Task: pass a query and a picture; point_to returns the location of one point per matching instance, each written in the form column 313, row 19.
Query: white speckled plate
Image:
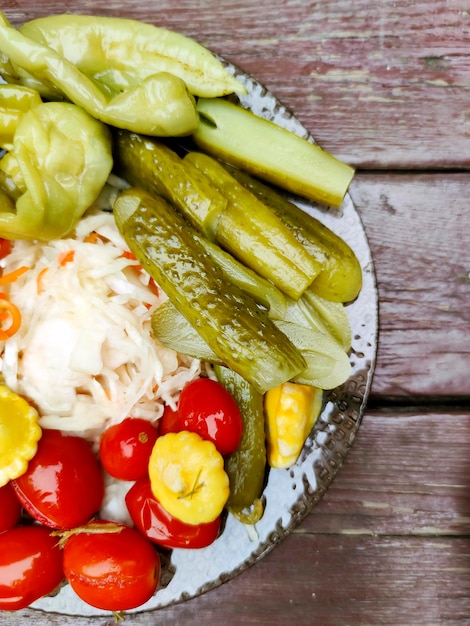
column 290, row 494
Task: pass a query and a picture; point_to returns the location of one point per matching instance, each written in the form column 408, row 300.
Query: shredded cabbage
column 84, row 354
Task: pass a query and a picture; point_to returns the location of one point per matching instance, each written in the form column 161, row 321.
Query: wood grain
column 382, row 84
column 415, row 224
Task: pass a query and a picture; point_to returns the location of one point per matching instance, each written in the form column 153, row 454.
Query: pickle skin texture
column 241, row 138
column 255, row 235
column 147, row 163
column 232, row 324
column 340, row 279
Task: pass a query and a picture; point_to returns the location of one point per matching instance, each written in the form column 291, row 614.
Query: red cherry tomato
column 113, row 571
column 125, row 448
column 159, row 526
column 206, row 408
column 63, row 486
column 169, row 421
column 10, row 508
column 30, row 566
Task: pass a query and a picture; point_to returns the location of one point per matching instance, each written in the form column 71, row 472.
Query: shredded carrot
column 14, row 313
column 66, row 257
column 14, row 275
column 91, row 238
column 40, row 280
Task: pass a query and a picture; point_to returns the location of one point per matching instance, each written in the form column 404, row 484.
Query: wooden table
column 385, row 86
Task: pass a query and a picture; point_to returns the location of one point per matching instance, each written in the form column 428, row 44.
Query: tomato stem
column 197, row 486
column 92, row 528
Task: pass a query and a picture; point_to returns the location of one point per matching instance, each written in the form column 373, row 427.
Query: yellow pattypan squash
column 187, row 476
column 19, row 434
column 291, row 411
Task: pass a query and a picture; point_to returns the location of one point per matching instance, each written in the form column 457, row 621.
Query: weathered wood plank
column 388, row 544
column 420, row 245
column 380, row 84
column 329, row 581
column 406, row 474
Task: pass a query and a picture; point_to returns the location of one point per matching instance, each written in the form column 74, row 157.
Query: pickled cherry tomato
column 207, row 408
column 30, row 566
column 125, row 448
column 114, row 570
column 63, row 486
column 10, row 508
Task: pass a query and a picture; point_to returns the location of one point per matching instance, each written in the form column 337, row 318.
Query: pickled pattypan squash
column 291, row 411
column 187, row 476
column 19, row 434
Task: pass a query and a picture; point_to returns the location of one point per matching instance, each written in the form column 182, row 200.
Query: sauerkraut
column 84, row 354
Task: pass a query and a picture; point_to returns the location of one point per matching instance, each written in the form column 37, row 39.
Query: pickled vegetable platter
column 289, row 493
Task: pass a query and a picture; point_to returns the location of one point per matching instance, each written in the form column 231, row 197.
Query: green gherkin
column 231, row 323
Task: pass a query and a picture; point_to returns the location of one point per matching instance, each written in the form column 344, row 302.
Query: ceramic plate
column 290, row 494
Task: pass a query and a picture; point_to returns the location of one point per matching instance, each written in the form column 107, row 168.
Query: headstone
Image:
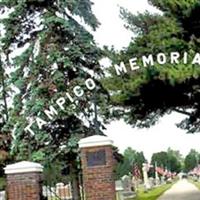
column 145, row 169
column 128, row 193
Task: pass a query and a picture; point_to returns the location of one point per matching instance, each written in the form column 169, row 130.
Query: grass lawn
column 196, row 183
column 2, row 183
column 152, row 194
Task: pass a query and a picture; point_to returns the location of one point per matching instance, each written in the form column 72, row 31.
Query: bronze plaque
column 97, row 158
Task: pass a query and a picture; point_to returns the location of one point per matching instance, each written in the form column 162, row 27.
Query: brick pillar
column 24, row 181
column 98, row 168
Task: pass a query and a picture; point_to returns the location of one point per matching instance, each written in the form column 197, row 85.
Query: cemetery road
column 182, row 190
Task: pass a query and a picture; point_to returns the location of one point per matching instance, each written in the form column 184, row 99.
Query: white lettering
column 133, row 64
column 161, row 58
column 40, row 122
column 51, row 112
column 90, row 84
column 61, row 101
column 78, row 91
column 147, row 60
column 196, row 59
column 174, row 57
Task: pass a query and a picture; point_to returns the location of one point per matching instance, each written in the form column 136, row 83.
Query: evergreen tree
column 142, row 96
column 53, row 77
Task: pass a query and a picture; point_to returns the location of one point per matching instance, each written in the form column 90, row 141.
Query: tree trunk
column 75, row 183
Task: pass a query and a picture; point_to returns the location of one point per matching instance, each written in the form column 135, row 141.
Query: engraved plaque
column 97, row 158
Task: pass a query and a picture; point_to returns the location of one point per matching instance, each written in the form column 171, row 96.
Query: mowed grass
column 2, row 183
column 196, row 183
column 152, row 194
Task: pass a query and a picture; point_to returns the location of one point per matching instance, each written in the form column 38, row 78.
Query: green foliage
column 170, row 160
column 58, row 54
column 131, row 158
column 141, row 97
column 154, row 193
column 191, row 160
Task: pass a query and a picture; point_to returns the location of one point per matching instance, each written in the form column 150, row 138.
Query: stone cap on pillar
column 23, row 167
column 95, row 140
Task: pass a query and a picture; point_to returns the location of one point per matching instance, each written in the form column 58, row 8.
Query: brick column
column 24, row 181
column 98, row 168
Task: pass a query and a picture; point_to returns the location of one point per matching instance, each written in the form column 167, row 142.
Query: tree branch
column 182, row 111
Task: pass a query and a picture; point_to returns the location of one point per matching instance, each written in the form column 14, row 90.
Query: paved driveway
column 182, row 190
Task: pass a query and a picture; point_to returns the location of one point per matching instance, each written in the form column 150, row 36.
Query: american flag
column 136, row 172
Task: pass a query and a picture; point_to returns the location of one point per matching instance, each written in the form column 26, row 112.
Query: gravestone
column 127, row 185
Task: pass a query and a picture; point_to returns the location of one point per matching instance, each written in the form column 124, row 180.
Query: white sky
column 163, row 135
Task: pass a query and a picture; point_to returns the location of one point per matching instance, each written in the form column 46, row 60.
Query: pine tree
column 58, row 61
column 148, row 93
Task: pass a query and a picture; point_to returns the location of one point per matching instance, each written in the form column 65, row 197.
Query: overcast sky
column 163, row 135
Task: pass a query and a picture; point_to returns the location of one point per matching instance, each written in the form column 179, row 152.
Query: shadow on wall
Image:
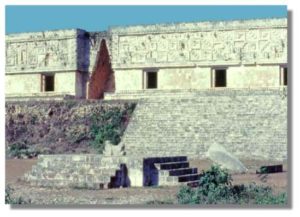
column 121, row 178
column 150, row 173
column 102, row 78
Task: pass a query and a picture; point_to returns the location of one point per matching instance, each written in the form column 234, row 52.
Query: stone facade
column 184, row 56
column 67, row 55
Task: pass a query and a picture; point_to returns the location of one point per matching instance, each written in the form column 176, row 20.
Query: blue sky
column 99, row 18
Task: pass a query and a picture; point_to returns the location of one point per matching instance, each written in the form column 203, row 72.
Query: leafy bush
column 9, row 199
column 21, row 150
column 109, row 125
column 215, row 187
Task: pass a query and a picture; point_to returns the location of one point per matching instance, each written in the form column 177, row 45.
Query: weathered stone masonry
column 196, row 84
column 251, row 53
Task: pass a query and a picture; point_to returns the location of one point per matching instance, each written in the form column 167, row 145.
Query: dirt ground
column 16, row 168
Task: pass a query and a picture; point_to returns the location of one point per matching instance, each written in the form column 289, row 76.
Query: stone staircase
column 248, row 123
column 78, row 171
column 169, row 171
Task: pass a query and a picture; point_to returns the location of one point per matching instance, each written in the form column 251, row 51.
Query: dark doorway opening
column 151, row 80
column 220, row 78
column 285, row 76
column 48, row 83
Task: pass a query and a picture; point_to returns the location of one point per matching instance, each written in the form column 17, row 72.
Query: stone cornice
column 200, row 26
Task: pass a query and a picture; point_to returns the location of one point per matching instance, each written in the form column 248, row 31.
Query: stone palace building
column 135, row 59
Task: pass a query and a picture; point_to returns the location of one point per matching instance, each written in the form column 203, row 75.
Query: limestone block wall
column 41, row 51
column 250, row 123
column 184, row 54
column 62, row 53
column 29, row 83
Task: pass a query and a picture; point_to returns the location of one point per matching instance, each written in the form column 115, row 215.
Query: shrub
column 109, row 125
column 21, row 150
column 215, row 187
column 9, row 199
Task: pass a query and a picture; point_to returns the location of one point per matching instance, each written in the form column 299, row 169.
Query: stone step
column 188, row 178
column 193, row 184
column 181, row 172
column 173, row 165
column 165, row 159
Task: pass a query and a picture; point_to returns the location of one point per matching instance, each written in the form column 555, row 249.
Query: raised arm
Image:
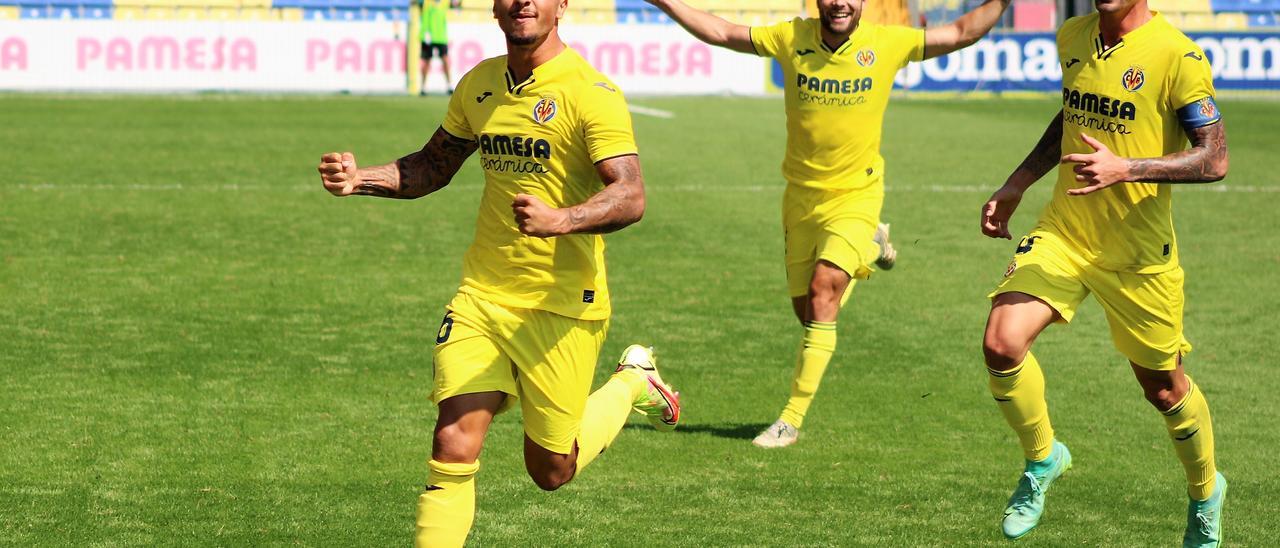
column 617, row 206
column 411, row 177
column 1205, row 161
column 1042, row 158
column 707, row 27
column 964, row 31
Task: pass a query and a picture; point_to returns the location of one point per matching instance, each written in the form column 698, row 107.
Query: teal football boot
column 1027, row 505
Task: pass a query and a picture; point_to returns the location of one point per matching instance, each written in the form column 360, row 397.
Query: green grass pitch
column 200, row 347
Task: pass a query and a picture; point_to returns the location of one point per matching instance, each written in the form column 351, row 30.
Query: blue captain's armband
column 1200, row 114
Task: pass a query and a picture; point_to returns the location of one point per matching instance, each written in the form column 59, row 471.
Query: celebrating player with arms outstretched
column 839, row 73
column 528, row 323
column 1134, row 90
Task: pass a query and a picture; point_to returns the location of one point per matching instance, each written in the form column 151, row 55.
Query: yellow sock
column 606, row 412
column 448, row 505
column 816, row 350
column 1020, row 396
column 1192, row 430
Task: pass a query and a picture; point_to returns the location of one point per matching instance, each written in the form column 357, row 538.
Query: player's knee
column 1164, row 398
column 455, row 444
column 823, row 293
column 1002, row 352
column 551, row 476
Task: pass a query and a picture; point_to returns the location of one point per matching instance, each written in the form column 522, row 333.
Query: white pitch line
column 648, row 112
column 658, row 187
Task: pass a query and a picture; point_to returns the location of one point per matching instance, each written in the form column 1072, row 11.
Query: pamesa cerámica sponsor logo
column 1029, row 62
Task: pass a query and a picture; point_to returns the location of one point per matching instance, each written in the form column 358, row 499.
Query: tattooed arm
column 411, row 177
column 1002, row 204
column 1205, row 161
column 618, row 205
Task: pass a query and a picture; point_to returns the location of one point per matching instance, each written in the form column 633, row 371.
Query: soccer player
column 1134, row 91
column 839, row 73
column 434, row 35
column 528, row 323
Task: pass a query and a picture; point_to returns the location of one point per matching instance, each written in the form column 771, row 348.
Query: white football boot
column 888, row 255
column 658, row 402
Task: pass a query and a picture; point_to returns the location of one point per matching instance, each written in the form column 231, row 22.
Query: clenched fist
column 535, row 218
column 338, row 173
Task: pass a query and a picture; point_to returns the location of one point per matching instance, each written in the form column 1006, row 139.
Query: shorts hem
column 437, row 397
column 558, row 450
column 1064, row 313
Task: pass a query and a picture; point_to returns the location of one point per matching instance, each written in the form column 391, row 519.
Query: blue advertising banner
column 1028, row 62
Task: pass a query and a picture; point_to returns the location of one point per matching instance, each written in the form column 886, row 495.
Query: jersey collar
column 544, row 72
column 1104, row 53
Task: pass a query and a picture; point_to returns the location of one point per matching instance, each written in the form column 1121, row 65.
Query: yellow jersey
column 1127, row 96
column 539, row 137
column 836, row 99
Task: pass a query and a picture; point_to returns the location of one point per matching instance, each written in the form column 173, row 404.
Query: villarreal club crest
column 1133, row 78
column 865, row 58
column 545, row 110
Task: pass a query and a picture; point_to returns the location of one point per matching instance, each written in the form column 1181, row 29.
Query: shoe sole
column 672, row 401
column 887, row 264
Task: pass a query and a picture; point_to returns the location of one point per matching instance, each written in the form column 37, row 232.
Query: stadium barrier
column 330, row 56
column 370, row 58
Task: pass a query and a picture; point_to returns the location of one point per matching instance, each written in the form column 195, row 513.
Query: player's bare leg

┄┄┄┄┄┄┄┄┄┄

- _What the task requires_:
Copy verbatim the part of the lines above that opens with the line containing "203, row 72." and closes with the line containing "column 16, row 168", including both of those lines.

- _Written reply_:
Task: pass a query and a picture; point_to returns the location of one point per matching instance, each written in the form column 203, row 72.
Query: leafy bush
column 9, row 199
column 21, row 150
column 109, row 125
column 215, row 187
Task: pass a query and a picture; point_to returns the location of one point per matching instance, each written in the form column 177, row 45.
Query: weathered stone masonry
column 196, row 84
column 251, row 53
Task: pass a query and a picture; point_to returns the location of one point per matching instance, each written in the form column 167, row 145.
Query: dirt ground
column 16, row 168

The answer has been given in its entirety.